Restate the listing word for word; omit the images.

RECORDED DATA:
______________________________
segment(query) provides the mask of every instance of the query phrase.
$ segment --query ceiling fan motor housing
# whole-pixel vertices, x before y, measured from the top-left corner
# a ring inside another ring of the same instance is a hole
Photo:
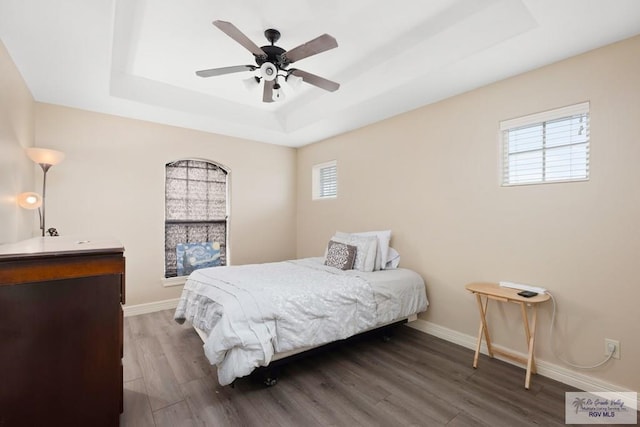
[[[279,46],[262,46],[260,49],[262,49],[267,56],[265,57],[255,55],[256,64],[261,66],[265,62],[271,62],[281,70],[285,69],[290,64],[290,62],[284,55],[287,51],[283,48]]]

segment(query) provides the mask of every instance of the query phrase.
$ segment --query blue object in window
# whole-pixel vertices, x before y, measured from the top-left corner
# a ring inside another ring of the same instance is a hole
[[[220,265],[220,243],[178,243],[176,245],[178,276],[187,276],[194,270]]]

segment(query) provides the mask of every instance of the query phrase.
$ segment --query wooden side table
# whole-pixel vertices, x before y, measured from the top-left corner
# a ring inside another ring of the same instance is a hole
[[[489,282],[475,282],[469,283],[466,289],[475,294],[478,302],[478,310],[480,311],[480,329],[478,331],[478,343],[476,345],[476,354],[473,358],[473,367],[478,367],[478,357],[480,355],[480,347],[482,345],[482,337],[487,343],[487,351],[489,357],[493,357],[494,354],[502,355],[513,361],[522,363],[527,367],[527,374],[524,380],[524,388],[529,389],[529,383],[531,382],[531,374],[536,373],[536,362],[534,358],[534,346],[536,335],[536,317],[538,304],[546,302],[550,299],[548,294],[538,294],[534,297],[525,298],[518,295],[520,290],[512,288],[504,288],[497,283]],[[499,302],[512,302],[520,304],[520,311],[522,313],[522,322],[524,324],[524,333],[527,339],[527,358],[518,356],[516,354],[493,348],[491,345],[491,337],[489,335],[489,327],[487,326],[487,308],[489,300],[495,300]],[[529,324],[528,308],[531,308],[531,324]]]

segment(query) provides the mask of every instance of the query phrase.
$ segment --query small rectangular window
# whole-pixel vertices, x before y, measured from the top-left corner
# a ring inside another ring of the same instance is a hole
[[[313,200],[338,197],[338,163],[335,160],[314,165],[311,173]]]
[[[589,179],[589,103],[500,122],[502,185]]]

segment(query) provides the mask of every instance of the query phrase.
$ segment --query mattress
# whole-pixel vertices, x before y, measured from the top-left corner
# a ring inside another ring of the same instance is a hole
[[[313,260],[324,262],[324,258],[313,258]],[[361,277],[371,286],[376,302],[377,326],[421,313],[429,305],[424,280],[413,270],[406,268],[372,272],[347,270],[344,273]]]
______________________________
REPLY TO THE EXERCISE:
segment(query) provides the mask of every instance of the query phrase.
$ segment --query ceiling fan motor housing
# whole-pixel vertices, x before y, measured from the top-left corner
# a ring inside another ring of the same instance is a hole
Photo:
[[[279,46],[262,46],[260,49],[262,49],[267,56],[265,57],[255,55],[256,64],[261,66],[265,62],[271,62],[281,70],[285,69],[290,64],[290,62],[284,55],[287,51],[283,48]]]

segment(query) provides the mask of every instance of the query phrase.
$ segment --query blue object in window
# whole-pixel vertices, x before y, measured from the top-left corner
# a ring inside another ring of the same instance is a hole
[[[220,265],[220,243],[178,243],[176,245],[178,276],[187,276],[194,270]]]

segment(query) provides the mask of every instance of the query phrase.
$ segment --query wooden side table
# whole-pixel vertices, x before y, measured from the top-left corner
# a ring inside another ring of the same instance is a hole
[[[489,282],[475,282],[469,283],[466,289],[475,294],[478,302],[478,310],[480,311],[480,329],[478,331],[478,343],[476,345],[476,354],[473,358],[473,367],[478,367],[478,357],[480,355],[480,347],[482,345],[482,337],[487,343],[487,351],[489,357],[493,357],[494,354],[502,355],[513,361],[522,363],[527,367],[527,374],[524,380],[524,388],[529,389],[529,383],[531,382],[531,374],[536,373],[536,362],[534,358],[534,346],[536,335],[536,317],[538,304],[546,302],[550,299],[548,294],[538,294],[534,297],[525,298],[518,295],[520,290],[512,288],[504,288],[497,283]],[[499,302],[512,302],[520,304],[520,311],[522,313],[522,322],[524,324],[524,333],[527,339],[527,358],[518,356],[516,354],[493,348],[491,345],[491,337],[489,335],[489,327],[487,326],[487,308],[489,300],[495,300]],[[529,324],[528,308],[531,308],[531,324]]]

segment(query) provides the mask of every instance of the query phrase.
$ segment --query small rectangular window
# whole-pixel vertices, x before y, measured from the top-left corner
# a ring inside another ring of the same instance is a hole
[[[313,200],[338,197],[338,163],[335,160],[314,165],[311,173]]]
[[[589,179],[589,103],[500,122],[502,185]]]

segment(query) provides the mask of every instance of the query phrase.
$ segment --query mattress
# whole-pixel vertices, x before y, measured from the top-left corner
# a ring inside another ring of the same instance is a hole
[[[313,260],[324,262],[324,258],[313,258]],[[361,277],[371,286],[376,302],[377,326],[421,313],[429,305],[424,280],[413,270],[406,268],[372,272],[347,270],[344,273]]]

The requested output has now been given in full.